Data excerpts -
— start —

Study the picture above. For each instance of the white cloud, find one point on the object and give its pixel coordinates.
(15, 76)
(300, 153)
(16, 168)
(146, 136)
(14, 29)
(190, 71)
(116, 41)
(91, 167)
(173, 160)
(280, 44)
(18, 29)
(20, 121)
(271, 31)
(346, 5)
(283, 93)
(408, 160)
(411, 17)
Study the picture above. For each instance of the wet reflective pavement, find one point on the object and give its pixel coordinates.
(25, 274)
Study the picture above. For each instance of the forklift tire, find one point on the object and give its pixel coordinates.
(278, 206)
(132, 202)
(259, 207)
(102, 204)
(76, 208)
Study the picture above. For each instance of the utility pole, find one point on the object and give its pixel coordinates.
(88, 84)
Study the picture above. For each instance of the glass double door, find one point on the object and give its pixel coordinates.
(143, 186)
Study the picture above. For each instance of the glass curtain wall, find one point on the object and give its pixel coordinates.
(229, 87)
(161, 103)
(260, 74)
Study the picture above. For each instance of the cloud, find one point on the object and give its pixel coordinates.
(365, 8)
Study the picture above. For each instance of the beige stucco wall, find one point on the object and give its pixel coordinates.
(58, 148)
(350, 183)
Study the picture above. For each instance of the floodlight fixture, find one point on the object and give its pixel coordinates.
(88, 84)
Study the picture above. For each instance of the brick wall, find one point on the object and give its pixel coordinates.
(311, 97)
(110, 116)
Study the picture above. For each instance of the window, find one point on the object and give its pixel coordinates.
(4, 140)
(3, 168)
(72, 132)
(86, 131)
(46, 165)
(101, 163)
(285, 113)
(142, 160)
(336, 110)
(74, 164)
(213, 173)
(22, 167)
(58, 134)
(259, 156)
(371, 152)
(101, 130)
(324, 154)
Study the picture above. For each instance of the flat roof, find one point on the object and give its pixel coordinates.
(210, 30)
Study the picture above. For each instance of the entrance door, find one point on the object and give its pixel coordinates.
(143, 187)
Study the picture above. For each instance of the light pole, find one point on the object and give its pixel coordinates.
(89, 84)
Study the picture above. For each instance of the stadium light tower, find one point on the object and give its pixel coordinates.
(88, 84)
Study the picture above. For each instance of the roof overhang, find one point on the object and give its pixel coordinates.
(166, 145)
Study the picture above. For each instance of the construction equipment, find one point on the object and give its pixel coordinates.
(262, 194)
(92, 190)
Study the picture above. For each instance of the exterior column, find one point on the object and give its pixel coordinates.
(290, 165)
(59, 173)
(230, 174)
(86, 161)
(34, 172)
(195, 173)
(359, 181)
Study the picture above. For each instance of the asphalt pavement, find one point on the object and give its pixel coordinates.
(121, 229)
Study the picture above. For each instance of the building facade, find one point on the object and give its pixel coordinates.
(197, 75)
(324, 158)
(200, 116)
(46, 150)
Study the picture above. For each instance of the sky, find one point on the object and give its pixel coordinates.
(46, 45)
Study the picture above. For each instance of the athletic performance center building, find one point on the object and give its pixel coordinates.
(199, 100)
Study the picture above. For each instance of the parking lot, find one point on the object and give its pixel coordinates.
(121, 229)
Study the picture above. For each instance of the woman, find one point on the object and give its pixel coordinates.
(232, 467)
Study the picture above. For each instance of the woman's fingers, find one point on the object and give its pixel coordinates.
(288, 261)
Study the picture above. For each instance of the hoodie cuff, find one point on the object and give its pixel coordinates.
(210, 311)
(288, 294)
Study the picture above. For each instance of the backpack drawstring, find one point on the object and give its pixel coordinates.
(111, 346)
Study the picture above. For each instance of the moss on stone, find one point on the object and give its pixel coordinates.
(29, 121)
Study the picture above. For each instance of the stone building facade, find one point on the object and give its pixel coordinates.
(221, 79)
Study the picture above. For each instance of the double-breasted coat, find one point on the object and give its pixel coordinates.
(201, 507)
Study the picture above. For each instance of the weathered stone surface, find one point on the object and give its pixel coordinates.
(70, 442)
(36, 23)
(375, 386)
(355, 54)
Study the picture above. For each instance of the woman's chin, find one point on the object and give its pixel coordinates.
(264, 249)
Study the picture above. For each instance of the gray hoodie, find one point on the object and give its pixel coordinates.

— end —

What is being asked - The answer consists only of the lines from the one containing "Study the picture above. For each instance of the hoodie" to the end of the records, each written out exactly.

The answer -
Study the picture above. For each instance of the hoodie cuff, find one point on the object and give its pixel coordinates.
(210, 311)
(288, 294)
Study the picture above. For each instance of the backpack drawstring, find one point on the object and give its pixel coordinates.
(111, 346)
Study the picture above. For each instance of the moss on stone, find one point on the object and give its pixel coordinates.
(29, 121)
Study the picture above. For each instance of the stone building facade, find one point on the object and give its pixel coordinates.
(221, 79)
Study the picture above. For each instance of the double-breasted coat, find one point on the object and give its pixel coordinates.
(201, 507)
Study the picture above. For each instance of the weathered stone surface, find one point on the object and give its pixel coordinates.
(70, 442)
(36, 23)
(375, 386)
(355, 54)
Study the picture above. For each instance of the woman's chin, find one point on the object and give its pixel coordinates.
(264, 249)
Study the picture above. For each instance of the gray hoodie, find one point on the object and give its pixel coordinates.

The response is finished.